[YOUR OBJECTIVE]
Please copy all of the data below word for word, keeping every line as it is.
···
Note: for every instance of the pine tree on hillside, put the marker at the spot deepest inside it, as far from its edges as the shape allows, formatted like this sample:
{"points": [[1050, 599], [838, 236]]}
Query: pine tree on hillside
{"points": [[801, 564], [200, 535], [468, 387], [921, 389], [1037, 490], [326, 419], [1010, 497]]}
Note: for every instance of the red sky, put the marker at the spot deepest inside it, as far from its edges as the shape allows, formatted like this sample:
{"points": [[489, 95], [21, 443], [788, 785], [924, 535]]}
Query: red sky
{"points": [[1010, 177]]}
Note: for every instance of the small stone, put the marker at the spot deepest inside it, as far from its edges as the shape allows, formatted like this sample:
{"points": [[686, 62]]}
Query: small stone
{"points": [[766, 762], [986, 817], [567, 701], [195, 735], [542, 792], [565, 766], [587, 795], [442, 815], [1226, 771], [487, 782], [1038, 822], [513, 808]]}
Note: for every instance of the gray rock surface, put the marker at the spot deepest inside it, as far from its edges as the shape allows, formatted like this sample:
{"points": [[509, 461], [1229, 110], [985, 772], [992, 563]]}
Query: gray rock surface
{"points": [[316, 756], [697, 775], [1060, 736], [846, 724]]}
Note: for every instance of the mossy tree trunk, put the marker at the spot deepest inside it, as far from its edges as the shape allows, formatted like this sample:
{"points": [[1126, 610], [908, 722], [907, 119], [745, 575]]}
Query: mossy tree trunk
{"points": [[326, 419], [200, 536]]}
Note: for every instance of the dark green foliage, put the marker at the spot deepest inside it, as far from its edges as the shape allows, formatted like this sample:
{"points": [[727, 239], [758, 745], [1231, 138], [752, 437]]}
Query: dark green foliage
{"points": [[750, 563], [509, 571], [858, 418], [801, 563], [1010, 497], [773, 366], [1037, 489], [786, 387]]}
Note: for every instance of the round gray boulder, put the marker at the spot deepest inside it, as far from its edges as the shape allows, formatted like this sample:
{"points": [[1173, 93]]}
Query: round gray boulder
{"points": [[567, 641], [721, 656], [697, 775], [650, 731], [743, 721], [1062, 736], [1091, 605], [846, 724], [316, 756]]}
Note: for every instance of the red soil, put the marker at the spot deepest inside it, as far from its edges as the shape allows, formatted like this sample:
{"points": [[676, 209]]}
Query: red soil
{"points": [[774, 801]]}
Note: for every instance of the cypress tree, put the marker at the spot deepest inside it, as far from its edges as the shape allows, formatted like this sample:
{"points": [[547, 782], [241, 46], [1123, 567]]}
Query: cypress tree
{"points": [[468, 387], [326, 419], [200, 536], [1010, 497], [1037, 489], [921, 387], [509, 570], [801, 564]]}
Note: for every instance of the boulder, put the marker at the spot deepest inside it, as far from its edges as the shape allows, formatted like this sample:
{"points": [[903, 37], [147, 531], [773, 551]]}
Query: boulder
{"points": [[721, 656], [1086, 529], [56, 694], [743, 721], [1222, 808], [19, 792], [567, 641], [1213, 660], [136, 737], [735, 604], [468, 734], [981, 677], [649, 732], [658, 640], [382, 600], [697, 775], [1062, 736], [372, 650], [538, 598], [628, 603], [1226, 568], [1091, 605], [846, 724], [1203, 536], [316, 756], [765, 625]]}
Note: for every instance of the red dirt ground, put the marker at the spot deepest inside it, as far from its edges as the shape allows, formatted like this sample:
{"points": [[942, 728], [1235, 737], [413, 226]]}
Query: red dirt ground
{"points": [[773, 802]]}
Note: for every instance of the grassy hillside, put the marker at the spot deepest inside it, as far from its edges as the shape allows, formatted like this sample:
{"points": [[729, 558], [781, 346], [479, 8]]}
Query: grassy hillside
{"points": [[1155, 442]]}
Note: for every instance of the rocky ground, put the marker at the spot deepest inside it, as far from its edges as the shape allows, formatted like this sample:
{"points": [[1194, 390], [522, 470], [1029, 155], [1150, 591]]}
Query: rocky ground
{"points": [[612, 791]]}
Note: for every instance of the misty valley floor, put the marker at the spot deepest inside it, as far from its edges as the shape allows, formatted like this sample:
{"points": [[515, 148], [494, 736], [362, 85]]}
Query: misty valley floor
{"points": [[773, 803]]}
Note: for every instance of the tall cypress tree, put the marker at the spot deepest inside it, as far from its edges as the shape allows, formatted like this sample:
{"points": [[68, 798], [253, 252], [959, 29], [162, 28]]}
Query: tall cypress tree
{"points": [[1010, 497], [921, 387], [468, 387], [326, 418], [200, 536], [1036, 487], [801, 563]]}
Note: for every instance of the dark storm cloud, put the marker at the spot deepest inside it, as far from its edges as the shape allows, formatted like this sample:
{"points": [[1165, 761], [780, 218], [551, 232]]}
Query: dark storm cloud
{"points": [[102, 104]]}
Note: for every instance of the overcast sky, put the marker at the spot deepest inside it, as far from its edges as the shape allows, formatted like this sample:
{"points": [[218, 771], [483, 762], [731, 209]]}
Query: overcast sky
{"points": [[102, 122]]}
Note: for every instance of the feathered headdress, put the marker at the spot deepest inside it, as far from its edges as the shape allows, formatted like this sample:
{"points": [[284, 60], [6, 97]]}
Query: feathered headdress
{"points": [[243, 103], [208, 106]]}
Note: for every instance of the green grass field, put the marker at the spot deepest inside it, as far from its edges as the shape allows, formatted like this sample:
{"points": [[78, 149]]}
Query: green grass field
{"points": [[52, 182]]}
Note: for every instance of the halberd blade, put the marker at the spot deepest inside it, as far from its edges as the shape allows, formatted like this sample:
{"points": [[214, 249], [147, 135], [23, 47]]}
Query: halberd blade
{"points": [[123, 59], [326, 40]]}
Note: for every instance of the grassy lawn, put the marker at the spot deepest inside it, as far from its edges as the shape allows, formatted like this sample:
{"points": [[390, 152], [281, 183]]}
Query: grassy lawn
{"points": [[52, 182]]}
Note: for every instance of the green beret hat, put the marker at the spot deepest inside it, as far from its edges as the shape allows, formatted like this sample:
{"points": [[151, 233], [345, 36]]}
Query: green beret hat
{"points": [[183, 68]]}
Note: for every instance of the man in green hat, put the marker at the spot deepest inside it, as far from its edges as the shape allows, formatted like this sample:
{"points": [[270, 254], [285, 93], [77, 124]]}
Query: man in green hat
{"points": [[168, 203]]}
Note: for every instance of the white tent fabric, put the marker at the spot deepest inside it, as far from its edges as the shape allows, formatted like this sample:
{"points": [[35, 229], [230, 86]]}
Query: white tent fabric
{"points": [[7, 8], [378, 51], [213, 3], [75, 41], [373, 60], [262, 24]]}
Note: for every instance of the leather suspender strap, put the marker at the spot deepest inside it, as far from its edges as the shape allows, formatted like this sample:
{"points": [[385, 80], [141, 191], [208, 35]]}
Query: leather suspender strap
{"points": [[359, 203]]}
···
[TASK SOLUTION]
Note: for every instance of the pine tree on hillside, put the marker at the spot deepest inside it, as far from its edges as the shape allows, formatted like this sample:
{"points": [[1050, 599], [838, 236]]}
Query: pine tree on hillside
{"points": [[801, 564], [200, 535], [468, 387], [921, 389], [1037, 490], [326, 419], [1010, 497]]}
Note: for every instance of the red sky, put the marker at the spot deepest inside it, as far from its edges as the shape allows, formatted like this sample:
{"points": [[489, 95], [21, 443], [788, 785], [924, 535]]}
Query: red sky
{"points": [[1010, 177]]}
Note: for every instance of the small stone, put the marker at the spot deepest inside it, as far from its edges as the shape allows, formatted like this sample:
{"points": [[686, 62]]}
Query: small stone
{"points": [[766, 762], [986, 817], [567, 701], [195, 735], [542, 792], [565, 766], [587, 795], [442, 815], [1226, 771], [487, 782], [1038, 822], [513, 808]]}
Note: for every instance of the gray rock surface, put the marker at the spot deepest inside it, as far from its edges as the shape allows, formatted like this sample:
{"points": [[509, 461], [1229, 110], [985, 772], [992, 563]]}
Query: gray rock surface
{"points": [[316, 756], [697, 775], [1060, 736], [846, 724]]}
Note: for every instance of the mossy tree trunk, put the marker at the spot deepest inside it, as far from its edges as the shape allows, formatted like this sample:
{"points": [[1126, 610], [908, 722], [907, 119], [745, 575]]}
Query: mossy tree trunk
{"points": [[326, 419], [200, 536]]}
Note: for every instance of the dark green foliage, put the marker at the spot deepest inside it, as far from its edges as the shape allows, formatted like this sample:
{"points": [[727, 239], [758, 745], [1231, 138], [752, 437]]}
Query: dark green foliage
{"points": [[750, 563], [509, 571], [858, 418], [801, 563], [1010, 497], [773, 366], [1037, 489], [786, 387]]}
Note: for every instance of the round gray boulder, put the marker at the spot deepest inside it, as far from its edges as the shape allows, formatted like this sample:
{"points": [[1173, 93]]}
Query: round gray boulder
{"points": [[567, 641], [721, 656], [697, 775], [650, 731], [743, 721], [1062, 736], [1091, 605], [846, 724], [316, 756]]}
Note: for every instance of the red soil, put the marker at the spot deepest inside it, as far from its edges as the shape allows, formatted like this sample:
{"points": [[676, 209]]}
Query: red soil
{"points": [[774, 801]]}
Note: for every instance of the cypress tree, put the marker at the spot deepest inside it, as far from its edges as the shape allows, formatted like this sample:
{"points": [[547, 782], [241, 46], [1123, 567]]}
Query: cypress tree
{"points": [[468, 387], [326, 419], [200, 536], [1010, 497], [1037, 489], [921, 387], [509, 570], [801, 564]]}
Note: for every instance of the boulder, put the marker at the spot deepest inside it, as far from its edges as the shape allows, formatted like this sample:
{"points": [[903, 37], [147, 531], [773, 551]]}
Query: boulder
{"points": [[721, 656], [1086, 529], [56, 694], [743, 721], [1222, 808], [19, 792], [567, 641], [1213, 660], [136, 737], [735, 604], [468, 734], [981, 677], [649, 732], [658, 640], [382, 600], [697, 775], [1062, 736], [372, 650], [538, 598], [628, 603], [1226, 568], [1091, 605], [846, 724], [1203, 536], [316, 756], [765, 625]]}
Note: for every instance of the red dirt ground, put the marker at the spot deepest inside it, as far from its edges as the shape allows, formatted like this sample:
{"points": [[942, 728], [1235, 737], [413, 226]]}
Query: red dirt ground
{"points": [[773, 802]]}
Note: for every instance of the grassy hillside, put the marker at the spot deepest inside it, as far from its edges as the shape allows, formatted like this sample:
{"points": [[729, 558], [781, 346], [479, 8]]}
Query: grassy hillside
{"points": [[1155, 442]]}
Note: for every instance of the rocky ground, put the marker at the spot deepest inside it, as far from its edges as the shape allows, formatted like this sample:
{"points": [[1194, 390], [522, 470], [1029, 155], [1150, 591]]}
Query: rocky ground
{"points": [[612, 791]]}
Note: for every instance of the misty valley floor, put the marker at the spot deepest inside it, as far from its edges as the shape allows, formatted like this sample:
{"points": [[515, 148], [494, 736], [362, 85]]}
Query: misty valley floor
{"points": [[773, 803]]}
Note: for every instance of the tall cypress tree, put the marker at the spot deepest inside it, as far from its edges as the shape allows, formatted like this sample:
{"points": [[68, 798], [253, 252], [959, 29], [162, 28]]}
Query: tall cypress tree
{"points": [[1010, 497], [921, 387], [468, 387], [326, 418], [200, 536], [1036, 487], [801, 563]]}
Note: for every instance of the dark storm cloud, put the marker at the spot deepest inside it, as far from its edges as the shape allows, formatted like this sample:
{"points": [[1165, 761], [780, 218], [551, 232]]}
Query: dark storm cloud
{"points": [[102, 104]]}
Note: for every instance of the overcast sky, put the marker at the spot deepest inside it, as far from its edges as the shape allows, formatted like this sample:
{"points": [[218, 771], [483, 762], [731, 209]]}
Query: overcast sky
{"points": [[102, 122]]}
Note: for every instance of the feathered headdress, put the marker at the spot deepest inside it, as far from its edges as the shape allows, formatted like this sample:
{"points": [[284, 60], [6, 97]]}
Query: feathered headdress
{"points": [[243, 103], [208, 106]]}
Note: for every instance of the green grass field, put the marker at the spot deepest inside it, as far from its edges as the shape allows, formatted like this sample:
{"points": [[78, 149]]}
Query: green grass field
{"points": [[52, 182]]}
Note: for every instance of the halberd blade, put the marker at the spot deepest inside it, as far from its edges as the shape allows, formatted like this sample:
{"points": [[214, 249], [147, 135], [23, 47]]}
Query: halberd blade
{"points": [[123, 59], [326, 40]]}
Note: for every instance of the grassy lawn, put the marker at the spot deepest inside it, as far from its edges as the shape allows, formatted like this sample:
{"points": [[390, 152], [281, 183]]}
Query: grassy lawn
{"points": [[52, 182]]}
Note: for every instance of the green beret hat, put the marker at the spot deepest inside it, as far from its edges as the shape allows, formatted like this sample:
{"points": [[151, 233], [345, 36]]}
Query: green beret hat
{"points": [[183, 68]]}
Note: for every instance of the man in green hat, put the marker at the spot deepest inside it, as far from its edges as the shape allows, formatted like this sample:
{"points": [[270, 254], [285, 93], [77, 124]]}
Query: man in green hat
{"points": [[168, 203]]}
Note: for every instance of the white tent fabric, put the marker at the spot deepest inside it, as far from its edges as the shape allows, formatted like this sample:
{"points": [[35, 229], [230, 86]]}
Query: white tent fabric
{"points": [[7, 8], [378, 51], [213, 3], [75, 41], [373, 60], [262, 24]]}
Note: for every instance of the leather suspender strap, put the marker at the spot deepest inside it, as far from its edges as the shape allows, formatted like this sample:
{"points": [[385, 80], [141, 191], [208, 35]]}
Query: leather suspender strap
{"points": [[359, 203]]}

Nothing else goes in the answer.